▸ **Data for analysis**:

· · · ·

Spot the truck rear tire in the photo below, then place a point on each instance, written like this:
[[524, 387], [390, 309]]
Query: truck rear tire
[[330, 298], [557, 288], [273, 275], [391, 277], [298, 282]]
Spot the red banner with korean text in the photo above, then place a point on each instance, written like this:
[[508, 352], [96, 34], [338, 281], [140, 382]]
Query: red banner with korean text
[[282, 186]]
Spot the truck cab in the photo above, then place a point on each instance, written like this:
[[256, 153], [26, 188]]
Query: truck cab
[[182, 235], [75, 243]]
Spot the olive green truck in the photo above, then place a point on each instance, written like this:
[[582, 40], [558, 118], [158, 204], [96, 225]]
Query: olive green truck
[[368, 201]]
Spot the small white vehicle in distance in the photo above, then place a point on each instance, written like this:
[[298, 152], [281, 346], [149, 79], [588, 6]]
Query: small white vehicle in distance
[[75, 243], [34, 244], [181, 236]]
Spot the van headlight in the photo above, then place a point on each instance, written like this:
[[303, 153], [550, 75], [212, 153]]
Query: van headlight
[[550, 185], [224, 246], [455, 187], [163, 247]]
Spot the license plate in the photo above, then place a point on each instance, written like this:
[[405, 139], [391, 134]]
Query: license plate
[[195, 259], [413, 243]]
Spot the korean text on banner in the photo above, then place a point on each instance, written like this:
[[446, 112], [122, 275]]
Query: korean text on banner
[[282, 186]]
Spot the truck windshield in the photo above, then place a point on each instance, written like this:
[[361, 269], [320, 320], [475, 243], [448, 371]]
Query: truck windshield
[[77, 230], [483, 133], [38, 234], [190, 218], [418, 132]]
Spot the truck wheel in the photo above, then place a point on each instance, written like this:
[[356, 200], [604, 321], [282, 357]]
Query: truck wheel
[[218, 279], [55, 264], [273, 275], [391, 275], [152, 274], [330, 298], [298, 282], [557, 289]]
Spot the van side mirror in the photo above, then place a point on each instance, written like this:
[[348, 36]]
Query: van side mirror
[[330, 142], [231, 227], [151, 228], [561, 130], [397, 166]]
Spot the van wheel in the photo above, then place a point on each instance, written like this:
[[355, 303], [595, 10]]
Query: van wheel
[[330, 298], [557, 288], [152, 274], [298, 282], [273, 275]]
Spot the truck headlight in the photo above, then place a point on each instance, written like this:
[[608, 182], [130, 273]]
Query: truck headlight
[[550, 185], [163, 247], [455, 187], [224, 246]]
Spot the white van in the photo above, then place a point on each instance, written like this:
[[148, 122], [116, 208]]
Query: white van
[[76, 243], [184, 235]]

· · · ·

▸ **Task brief**: In the data above, repeat exactly each line from the first through the line that contains "Spot the van headlight", and give nothing else.

▸ **Task answer**:
Spot the truck rear tire in the photo below, then place a point on each instance, written like this:
[[524, 387], [390, 309]]
Query: truck rear tire
[[330, 298], [557, 288], [273, 275], [391, 277], [298, 282]]
Spot the red banner with korean text in the photo above, then place a point on each instance, written like this:
[[508, 352], [96, 34], [338, 281], [140, 382]]
Query: red banner with korean text
[[282, 186]]
Spot the truck cab in the photo above, then place a point on each instance, written like this:
[[256, 153], [26, 188]]
Query: truck cab
[[182, 235], [75, 243]]
Spot the olive green truck in the photo above, then place a point on each instance, written like this:
[[582, 40], [558, 118], [158, 204], [96, 225]]
Query: olive green truck
[[368, 201]]
Spot the small white vehicle in distance in the photo above, then place a point on each instance, written like this:
[[298, 152], [281, 346], [149, 79], [588, 6]]
Query: small white vehicle in distance
[[75, 243], [34, 244], [181, 236]]
Spot the van headlight in the photo above, then place a point on each instance, written like this:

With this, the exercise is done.